<<<<

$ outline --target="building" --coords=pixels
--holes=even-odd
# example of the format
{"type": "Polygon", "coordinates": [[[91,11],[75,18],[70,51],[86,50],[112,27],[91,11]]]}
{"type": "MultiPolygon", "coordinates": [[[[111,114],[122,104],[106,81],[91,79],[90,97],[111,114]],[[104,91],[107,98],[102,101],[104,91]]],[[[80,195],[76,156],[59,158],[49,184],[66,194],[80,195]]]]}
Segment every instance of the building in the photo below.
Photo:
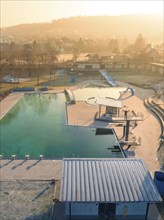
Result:
{"type": "Polygon", "coordinates": [[[141,159],[64,159],[60,202],[66,219],[147,219],[162,199],[141,159]]]}

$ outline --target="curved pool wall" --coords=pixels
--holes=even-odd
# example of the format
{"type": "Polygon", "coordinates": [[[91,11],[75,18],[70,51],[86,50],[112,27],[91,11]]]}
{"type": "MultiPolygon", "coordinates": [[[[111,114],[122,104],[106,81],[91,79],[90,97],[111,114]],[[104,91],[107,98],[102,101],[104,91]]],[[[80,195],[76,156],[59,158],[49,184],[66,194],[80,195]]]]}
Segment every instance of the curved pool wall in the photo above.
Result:
{"type": "Polygon", "coordinates": [[[95,128],[66,125],[63,93],[25,94],[0,121],[0,128],[3,158],[123,157],[122,152],[112,152],[115,134],[95,135],[95,128]]]}

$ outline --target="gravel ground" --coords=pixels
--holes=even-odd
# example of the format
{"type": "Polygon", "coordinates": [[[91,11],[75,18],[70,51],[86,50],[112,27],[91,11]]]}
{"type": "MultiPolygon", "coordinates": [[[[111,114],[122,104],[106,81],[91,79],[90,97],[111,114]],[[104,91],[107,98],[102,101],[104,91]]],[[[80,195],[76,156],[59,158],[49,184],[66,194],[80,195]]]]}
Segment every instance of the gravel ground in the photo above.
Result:
{"type": "Polygon", "coordinates": [[[1,181],[0,219],[51,219],[54,188],[51,181],[1,181]]]}

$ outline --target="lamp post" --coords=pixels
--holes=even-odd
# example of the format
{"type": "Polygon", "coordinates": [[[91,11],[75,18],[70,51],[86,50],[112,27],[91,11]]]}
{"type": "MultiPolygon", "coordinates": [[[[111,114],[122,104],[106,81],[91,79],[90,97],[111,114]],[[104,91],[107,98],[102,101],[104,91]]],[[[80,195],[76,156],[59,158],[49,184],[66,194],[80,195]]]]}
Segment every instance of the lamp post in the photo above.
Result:
{"type": "Polygon", "coordinates": [[[128,107],[124,106],[123,107],[123,112],[124,112],[124,118],[126,120],[126,126],[124,127],[124,134],[125,134],[125,141],[128,141],[128,138],[129,138],[129,127],[130,127],[130,120],[128,120],[128,112],[130,111],[128,109],[128,107]]]}

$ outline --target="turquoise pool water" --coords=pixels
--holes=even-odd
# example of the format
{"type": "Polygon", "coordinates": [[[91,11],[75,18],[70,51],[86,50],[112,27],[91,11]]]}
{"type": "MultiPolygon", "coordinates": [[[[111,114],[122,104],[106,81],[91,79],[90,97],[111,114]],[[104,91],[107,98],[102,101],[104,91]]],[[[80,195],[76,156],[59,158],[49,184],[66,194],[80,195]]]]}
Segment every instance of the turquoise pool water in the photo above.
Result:
{"type": "Polygon", "coordinates": [[[122,157],[112,152],[116,137],[95,135],[95,129],[66,125],[65,96],[27,94],[0,122],[4,158],[122,157]]]}

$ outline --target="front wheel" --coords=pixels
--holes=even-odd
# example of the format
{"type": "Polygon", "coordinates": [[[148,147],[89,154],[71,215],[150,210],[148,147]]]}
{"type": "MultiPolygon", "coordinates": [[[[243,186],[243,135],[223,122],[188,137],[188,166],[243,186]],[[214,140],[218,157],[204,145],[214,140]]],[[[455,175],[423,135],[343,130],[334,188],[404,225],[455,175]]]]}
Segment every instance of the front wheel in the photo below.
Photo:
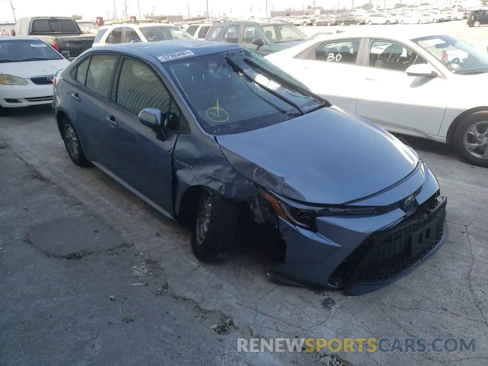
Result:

>>>>

◆ **EXERCISE AIM**
Show each line above that contains the string "below", copying every such line in full.

◆ **TASK SOLUTION**
Segment every instance of the building in the photo below.
Segment every instance of the front wheel in the photo below.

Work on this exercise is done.